>>>>

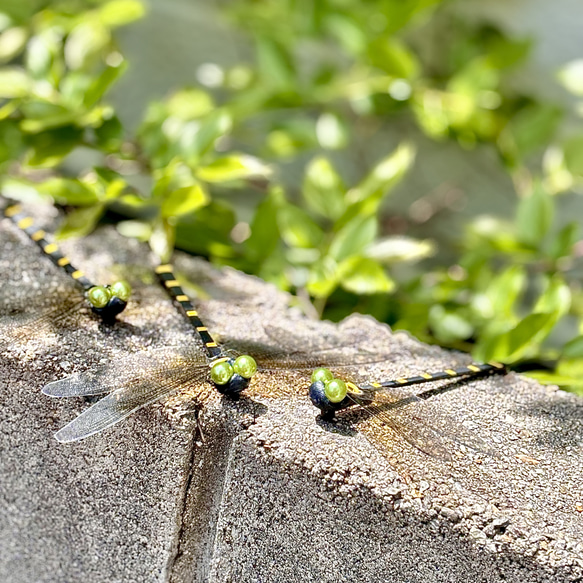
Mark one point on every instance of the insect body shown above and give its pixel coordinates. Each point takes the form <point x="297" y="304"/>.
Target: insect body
<point x="140" y="379"/>
<point x="331" y="394"/>
<point x="230" y="375"/>
<point x="106" y="301"/>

<<<<

» **Instructions to follow**:
Leaving the pictures out, output all of the listing exactly.

» **Result**:
Mark one point on every instance of the insect body shown above and give its pixel coordinates. Each point takes the form <point x="297" y="304"/>.
Target: insect body
<point x="140" y="379"/>
<point x="331" y="394"/>
<point x="230" y="375"/>
<point x="106" y="301"/>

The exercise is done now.